Named object pointing records:
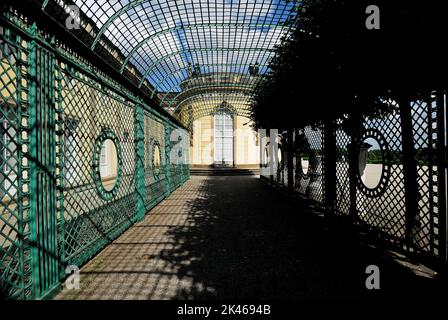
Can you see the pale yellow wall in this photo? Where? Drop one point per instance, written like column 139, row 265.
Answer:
column 201, row 153
column 245, row 143
column 246, row 150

--- Task directions ---
Could you rewrite the records above with "pale yellow" swapped for "light yellow" and everything else kept the same? Leave the pictures out of your answer.

--- Response ---
Can you see the light yellow wall in this photo? Where? Drop one point per instance, written like column 139, row 265.
Answer:
column 201, row 153
column 245, row 143
column 246, row 150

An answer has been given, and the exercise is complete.